#### SOURCE EXTRACT

- Theme: Strengthening Anti-Money Laundering/ Countering Terrorist Financing (AML/ CTF) & Curbing Illicit Financial Flows (IFF) in Nigeria and the West Africa Region
Thursday 28th April, 2022
Africa loses almost 4% of continental GDP annually to illicit capital flights. More, the proliferation of illicit financial flows enables terrorist activity and insecurity across the continent. Recent studies have identified industry professionals in specific sectors as “gatekeepers” or in some cases “enablers”.
The EFCC for example, disclosed that 90 percent of money laundering in Nigeria passes through the Real Estate Sector, making it the second most vulnerable after Bureau De Changes.
Nigeria’s ongoing JPMorgan case seeks to establish that the Financial Service firm was “grossly negligent” in its decision to transfer funds paid by oil giants Shell and Eni into an escrow account owned by Malabu, and even is the letter of the relevant AML laws may have been complied with, the firm failed in its ethical gatekeeping responsibility.
The growing level of Illicit capital flight, money laundering (ML) and terrorist financing (TF), and corruption are a serious consequence of the systemic shortcomings of these professionals which now threatens national security, economic and political stability in the West African region.
It is therefore a collective priority of the private sector, civil society and government to address systemic challenges and gaps undermining the efforts to curb IFF and ML/TF including lack of transparency, weak accountability mechanisms, under capacity, resource mismatch, and others that can be identified through dialogue and strategic engagements.
The Institute of Directors’ Centre for Corporate Governance (IOD CCG), with support from the Centre for International Private Enterprise convened a roundtable discussion to engage the private sector gatekeepers and enablers in building consensus and fostering collaboration in solving AML and CFT. Below are the discussions that ensued and the recommendations.

########

Resume the text on the AML/CTF roundtable in Nigeria and West Africa, starting right after its final sentence. The listing that comes next is separate material and has no connection to the roundtable text.

#### ENTRIES

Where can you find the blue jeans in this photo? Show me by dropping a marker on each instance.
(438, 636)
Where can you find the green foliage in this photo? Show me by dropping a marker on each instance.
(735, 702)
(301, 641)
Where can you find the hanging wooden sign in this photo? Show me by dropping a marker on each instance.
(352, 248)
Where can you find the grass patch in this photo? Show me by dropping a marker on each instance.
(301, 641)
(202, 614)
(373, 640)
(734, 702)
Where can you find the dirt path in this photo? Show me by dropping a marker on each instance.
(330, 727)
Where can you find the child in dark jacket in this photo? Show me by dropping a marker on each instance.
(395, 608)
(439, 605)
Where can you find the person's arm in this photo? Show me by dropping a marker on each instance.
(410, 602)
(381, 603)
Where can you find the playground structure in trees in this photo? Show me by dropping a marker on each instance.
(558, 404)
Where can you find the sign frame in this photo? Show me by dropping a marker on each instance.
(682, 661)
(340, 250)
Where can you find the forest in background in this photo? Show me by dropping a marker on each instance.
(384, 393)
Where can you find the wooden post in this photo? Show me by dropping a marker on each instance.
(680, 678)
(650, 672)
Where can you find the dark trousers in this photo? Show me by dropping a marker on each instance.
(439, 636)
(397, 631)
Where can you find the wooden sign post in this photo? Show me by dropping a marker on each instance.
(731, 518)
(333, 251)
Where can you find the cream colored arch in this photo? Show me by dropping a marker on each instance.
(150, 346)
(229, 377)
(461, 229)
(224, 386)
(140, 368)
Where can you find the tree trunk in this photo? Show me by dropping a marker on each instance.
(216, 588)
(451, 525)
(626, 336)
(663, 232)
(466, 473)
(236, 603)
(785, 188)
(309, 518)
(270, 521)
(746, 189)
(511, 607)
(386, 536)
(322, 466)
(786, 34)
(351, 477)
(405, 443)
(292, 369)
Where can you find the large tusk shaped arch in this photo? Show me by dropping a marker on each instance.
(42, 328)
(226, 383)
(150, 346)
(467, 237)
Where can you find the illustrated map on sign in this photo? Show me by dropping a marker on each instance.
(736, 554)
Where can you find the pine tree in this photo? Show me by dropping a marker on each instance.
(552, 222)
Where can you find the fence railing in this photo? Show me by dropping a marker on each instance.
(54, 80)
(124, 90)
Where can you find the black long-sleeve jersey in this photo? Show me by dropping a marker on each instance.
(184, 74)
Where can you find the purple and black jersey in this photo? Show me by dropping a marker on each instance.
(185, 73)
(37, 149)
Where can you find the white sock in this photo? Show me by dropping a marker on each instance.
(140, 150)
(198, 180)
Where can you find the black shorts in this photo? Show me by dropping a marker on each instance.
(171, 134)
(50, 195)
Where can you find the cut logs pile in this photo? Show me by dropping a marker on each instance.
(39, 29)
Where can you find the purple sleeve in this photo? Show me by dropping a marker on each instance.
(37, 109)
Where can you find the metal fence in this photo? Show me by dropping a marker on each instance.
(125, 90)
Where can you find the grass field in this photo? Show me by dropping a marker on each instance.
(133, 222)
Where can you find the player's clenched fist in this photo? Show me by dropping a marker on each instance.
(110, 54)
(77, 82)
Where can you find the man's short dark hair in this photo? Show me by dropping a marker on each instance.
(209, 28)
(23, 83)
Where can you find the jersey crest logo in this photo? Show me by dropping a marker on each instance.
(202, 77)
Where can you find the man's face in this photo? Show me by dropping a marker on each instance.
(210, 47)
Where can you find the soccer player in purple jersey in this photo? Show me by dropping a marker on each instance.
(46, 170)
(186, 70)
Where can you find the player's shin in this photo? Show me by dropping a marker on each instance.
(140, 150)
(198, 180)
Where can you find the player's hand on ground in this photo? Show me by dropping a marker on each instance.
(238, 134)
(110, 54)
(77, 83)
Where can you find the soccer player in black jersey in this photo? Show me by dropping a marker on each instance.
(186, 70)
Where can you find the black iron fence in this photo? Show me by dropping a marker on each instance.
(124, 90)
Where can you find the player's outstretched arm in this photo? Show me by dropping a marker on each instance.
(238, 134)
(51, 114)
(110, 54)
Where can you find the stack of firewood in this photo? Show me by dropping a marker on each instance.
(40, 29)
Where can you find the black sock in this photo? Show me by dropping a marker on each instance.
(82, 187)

########
#### ENTRIES

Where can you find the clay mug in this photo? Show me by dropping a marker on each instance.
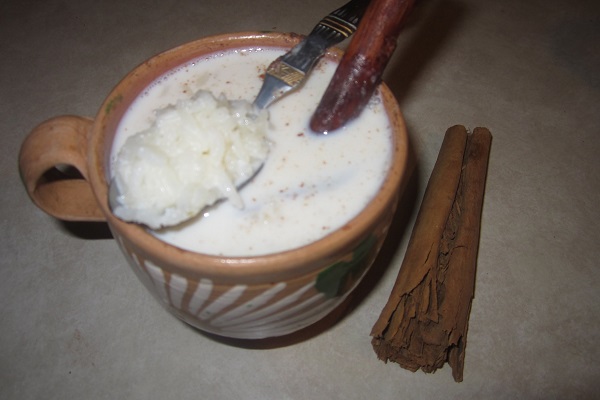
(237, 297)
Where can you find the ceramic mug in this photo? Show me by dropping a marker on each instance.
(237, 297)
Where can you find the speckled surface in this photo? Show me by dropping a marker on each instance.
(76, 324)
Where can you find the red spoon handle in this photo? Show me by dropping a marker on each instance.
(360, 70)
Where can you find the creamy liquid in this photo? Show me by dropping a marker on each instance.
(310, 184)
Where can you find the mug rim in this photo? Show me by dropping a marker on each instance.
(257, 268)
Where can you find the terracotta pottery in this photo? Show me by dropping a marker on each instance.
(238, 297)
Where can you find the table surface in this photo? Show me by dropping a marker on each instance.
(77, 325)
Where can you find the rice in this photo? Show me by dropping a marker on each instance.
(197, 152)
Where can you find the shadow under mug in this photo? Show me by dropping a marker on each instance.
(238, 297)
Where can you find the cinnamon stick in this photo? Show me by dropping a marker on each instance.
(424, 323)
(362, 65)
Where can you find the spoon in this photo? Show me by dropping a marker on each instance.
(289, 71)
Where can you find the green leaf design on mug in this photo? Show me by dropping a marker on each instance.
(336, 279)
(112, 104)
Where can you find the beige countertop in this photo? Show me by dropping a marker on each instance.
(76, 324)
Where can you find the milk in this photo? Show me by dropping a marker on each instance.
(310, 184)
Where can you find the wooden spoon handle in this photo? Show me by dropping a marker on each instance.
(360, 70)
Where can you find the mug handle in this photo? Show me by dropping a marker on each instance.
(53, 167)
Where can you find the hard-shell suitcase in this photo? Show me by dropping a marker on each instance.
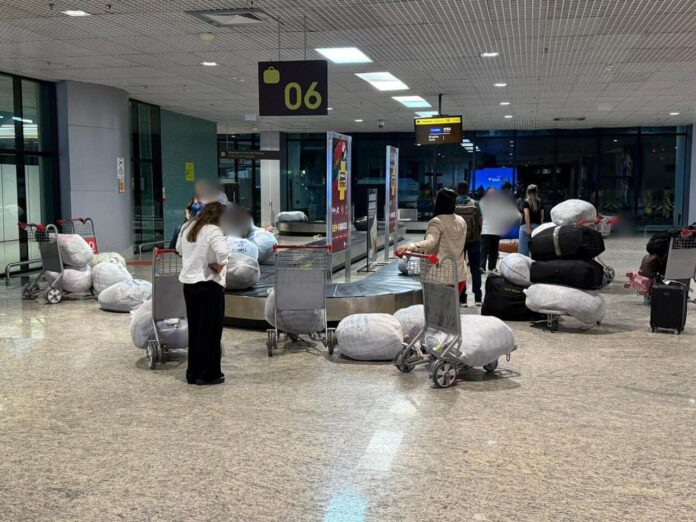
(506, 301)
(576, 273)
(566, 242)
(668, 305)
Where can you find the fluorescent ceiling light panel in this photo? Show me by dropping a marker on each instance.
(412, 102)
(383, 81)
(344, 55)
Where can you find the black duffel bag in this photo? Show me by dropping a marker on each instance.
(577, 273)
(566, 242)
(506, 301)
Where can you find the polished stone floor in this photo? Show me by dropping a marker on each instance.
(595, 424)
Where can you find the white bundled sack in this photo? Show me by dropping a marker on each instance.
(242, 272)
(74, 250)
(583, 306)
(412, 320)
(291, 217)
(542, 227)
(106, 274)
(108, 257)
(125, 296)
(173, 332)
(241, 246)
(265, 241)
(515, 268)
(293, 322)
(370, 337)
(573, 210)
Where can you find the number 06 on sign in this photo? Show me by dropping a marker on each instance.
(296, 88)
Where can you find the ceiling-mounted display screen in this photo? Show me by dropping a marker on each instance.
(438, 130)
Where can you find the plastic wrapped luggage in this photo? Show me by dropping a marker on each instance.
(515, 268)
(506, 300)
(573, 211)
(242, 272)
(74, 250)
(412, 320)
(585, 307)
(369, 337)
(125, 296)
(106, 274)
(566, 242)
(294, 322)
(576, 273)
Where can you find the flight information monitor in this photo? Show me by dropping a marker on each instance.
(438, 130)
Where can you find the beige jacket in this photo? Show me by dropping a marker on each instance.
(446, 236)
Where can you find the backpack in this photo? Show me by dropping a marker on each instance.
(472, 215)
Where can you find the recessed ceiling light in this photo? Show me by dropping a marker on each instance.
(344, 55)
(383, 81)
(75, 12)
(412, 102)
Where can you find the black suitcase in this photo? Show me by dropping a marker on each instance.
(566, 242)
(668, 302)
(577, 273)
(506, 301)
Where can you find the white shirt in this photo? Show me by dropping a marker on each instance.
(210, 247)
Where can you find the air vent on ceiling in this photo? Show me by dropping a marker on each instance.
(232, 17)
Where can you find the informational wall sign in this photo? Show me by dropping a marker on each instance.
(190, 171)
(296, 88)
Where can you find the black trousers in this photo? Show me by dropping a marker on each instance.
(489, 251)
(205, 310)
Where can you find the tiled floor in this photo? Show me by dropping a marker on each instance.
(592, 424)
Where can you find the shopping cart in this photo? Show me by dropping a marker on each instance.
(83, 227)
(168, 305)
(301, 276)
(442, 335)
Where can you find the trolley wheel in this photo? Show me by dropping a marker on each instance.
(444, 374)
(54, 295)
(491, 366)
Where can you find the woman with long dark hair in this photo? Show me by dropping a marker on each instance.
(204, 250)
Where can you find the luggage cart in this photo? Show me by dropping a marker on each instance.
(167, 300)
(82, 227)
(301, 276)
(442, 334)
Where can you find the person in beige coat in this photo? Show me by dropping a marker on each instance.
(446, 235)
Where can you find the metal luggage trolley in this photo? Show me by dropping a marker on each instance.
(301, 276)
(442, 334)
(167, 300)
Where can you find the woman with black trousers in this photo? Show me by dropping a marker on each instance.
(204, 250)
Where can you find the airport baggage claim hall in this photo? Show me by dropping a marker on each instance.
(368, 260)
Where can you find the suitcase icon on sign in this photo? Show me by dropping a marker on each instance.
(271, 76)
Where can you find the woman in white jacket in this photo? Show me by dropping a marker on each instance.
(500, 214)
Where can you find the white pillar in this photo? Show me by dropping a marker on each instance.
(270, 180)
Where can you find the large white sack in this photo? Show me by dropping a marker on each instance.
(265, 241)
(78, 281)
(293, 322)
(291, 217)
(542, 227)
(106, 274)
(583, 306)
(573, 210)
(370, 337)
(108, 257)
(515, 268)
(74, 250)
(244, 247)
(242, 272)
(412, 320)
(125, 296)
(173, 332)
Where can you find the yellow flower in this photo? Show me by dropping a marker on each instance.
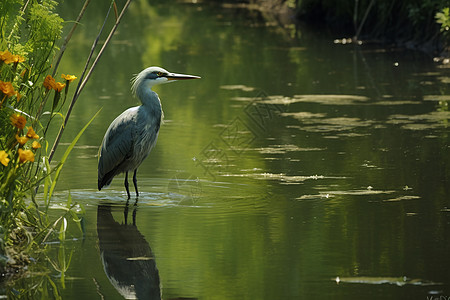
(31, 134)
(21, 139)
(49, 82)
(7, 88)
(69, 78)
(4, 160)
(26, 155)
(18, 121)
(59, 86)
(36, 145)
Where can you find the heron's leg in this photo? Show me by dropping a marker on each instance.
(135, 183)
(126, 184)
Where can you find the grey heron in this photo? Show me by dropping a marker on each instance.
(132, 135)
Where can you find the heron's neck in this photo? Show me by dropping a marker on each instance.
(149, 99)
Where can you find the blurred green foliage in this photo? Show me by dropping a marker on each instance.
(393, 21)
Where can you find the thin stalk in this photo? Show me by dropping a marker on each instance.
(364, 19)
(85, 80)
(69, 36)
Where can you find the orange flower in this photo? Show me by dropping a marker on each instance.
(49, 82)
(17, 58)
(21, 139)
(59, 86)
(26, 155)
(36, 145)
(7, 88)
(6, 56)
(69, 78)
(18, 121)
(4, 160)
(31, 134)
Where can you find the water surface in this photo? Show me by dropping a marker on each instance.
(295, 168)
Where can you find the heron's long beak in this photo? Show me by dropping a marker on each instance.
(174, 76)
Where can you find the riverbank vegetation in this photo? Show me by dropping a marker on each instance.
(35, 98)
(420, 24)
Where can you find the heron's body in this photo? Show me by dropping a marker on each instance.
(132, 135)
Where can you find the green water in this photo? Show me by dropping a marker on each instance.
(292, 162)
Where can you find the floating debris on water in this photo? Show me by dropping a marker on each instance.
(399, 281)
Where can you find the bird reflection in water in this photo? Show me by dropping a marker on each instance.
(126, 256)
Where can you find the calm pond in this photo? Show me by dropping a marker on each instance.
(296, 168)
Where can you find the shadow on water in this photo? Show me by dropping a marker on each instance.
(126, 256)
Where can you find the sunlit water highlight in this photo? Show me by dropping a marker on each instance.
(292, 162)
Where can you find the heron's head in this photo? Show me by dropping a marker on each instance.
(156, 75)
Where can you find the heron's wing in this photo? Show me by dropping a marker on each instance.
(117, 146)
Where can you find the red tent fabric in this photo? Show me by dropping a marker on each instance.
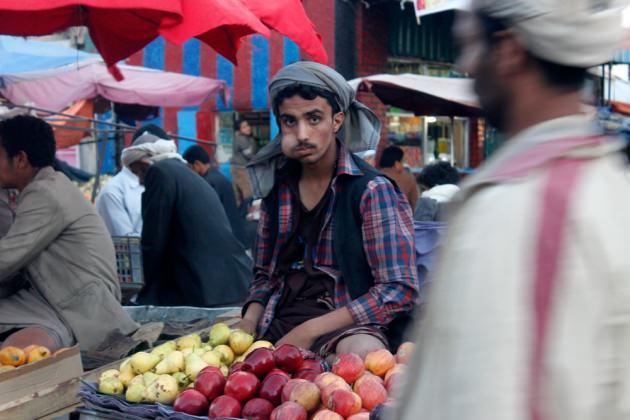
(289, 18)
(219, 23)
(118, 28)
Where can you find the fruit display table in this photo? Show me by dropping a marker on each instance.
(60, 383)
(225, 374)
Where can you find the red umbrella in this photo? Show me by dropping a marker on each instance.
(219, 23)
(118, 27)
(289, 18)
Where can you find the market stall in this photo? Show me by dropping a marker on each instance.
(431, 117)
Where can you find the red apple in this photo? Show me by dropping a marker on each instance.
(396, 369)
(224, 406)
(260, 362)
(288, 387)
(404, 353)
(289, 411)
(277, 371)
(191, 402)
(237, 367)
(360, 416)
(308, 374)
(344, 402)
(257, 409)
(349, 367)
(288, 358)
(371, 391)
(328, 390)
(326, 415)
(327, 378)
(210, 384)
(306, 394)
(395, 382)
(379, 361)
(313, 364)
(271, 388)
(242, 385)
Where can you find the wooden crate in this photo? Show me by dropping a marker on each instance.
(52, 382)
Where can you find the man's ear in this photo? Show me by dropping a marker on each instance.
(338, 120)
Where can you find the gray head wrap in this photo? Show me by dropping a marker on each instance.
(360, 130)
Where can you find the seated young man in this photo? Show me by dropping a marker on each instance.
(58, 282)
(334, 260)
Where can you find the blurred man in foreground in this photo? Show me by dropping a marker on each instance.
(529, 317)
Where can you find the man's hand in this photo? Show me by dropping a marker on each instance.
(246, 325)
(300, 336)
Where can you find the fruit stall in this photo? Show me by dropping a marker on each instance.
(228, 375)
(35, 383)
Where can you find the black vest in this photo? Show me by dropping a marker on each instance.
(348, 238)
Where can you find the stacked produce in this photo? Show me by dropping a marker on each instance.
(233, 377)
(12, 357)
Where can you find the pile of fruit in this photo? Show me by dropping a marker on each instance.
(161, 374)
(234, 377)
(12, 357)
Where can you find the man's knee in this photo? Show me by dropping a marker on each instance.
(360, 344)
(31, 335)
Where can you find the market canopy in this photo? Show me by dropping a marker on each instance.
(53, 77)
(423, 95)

########

● EXPECTED ANSWER:
Open remarks by Alh. Shuaibu Idris, MNI, FIoD, Chairman IoDCCG:
Huge gap exists between conversations regarding AML/CTF efforts and actual work on the ground. Stakeholders must then enrich talk in action. Corruption is systemic and requires connivance between actors across the public sector and the private sector. TF is enabled by the facility of private financial institutions.
Stronger AML/CTF by financial institutions, particularly banks, can therefore help in making progress against TF/ML. Statutory reports to the regulators such as NFIU are commonly lip service. It is not enough to tick the boxes. A lot must still be done to combat ML/TF and their consequential implications for social, economic, and political stability.
Remarks by Mr. Nerus Ekezie, CEO IoDCCG
AML/CTF engagements have usually been short of participation of core actors in the financial institutions and real estate sector. The Roundtable draws the attention of these stakeholders. DNFBPs have a low level of understanding their AML/CTF obligations, according to the Mutual Evaluation Report for Nigeria (GIABA).
Therefore, this is the need to focus attention on FIs and REs. At the end of the workshop, it is expected that there will be improved coordination between the private sector and regulators and stronger compliance.
FIs and RE industries are the most vulnerable to the ML/TF risks.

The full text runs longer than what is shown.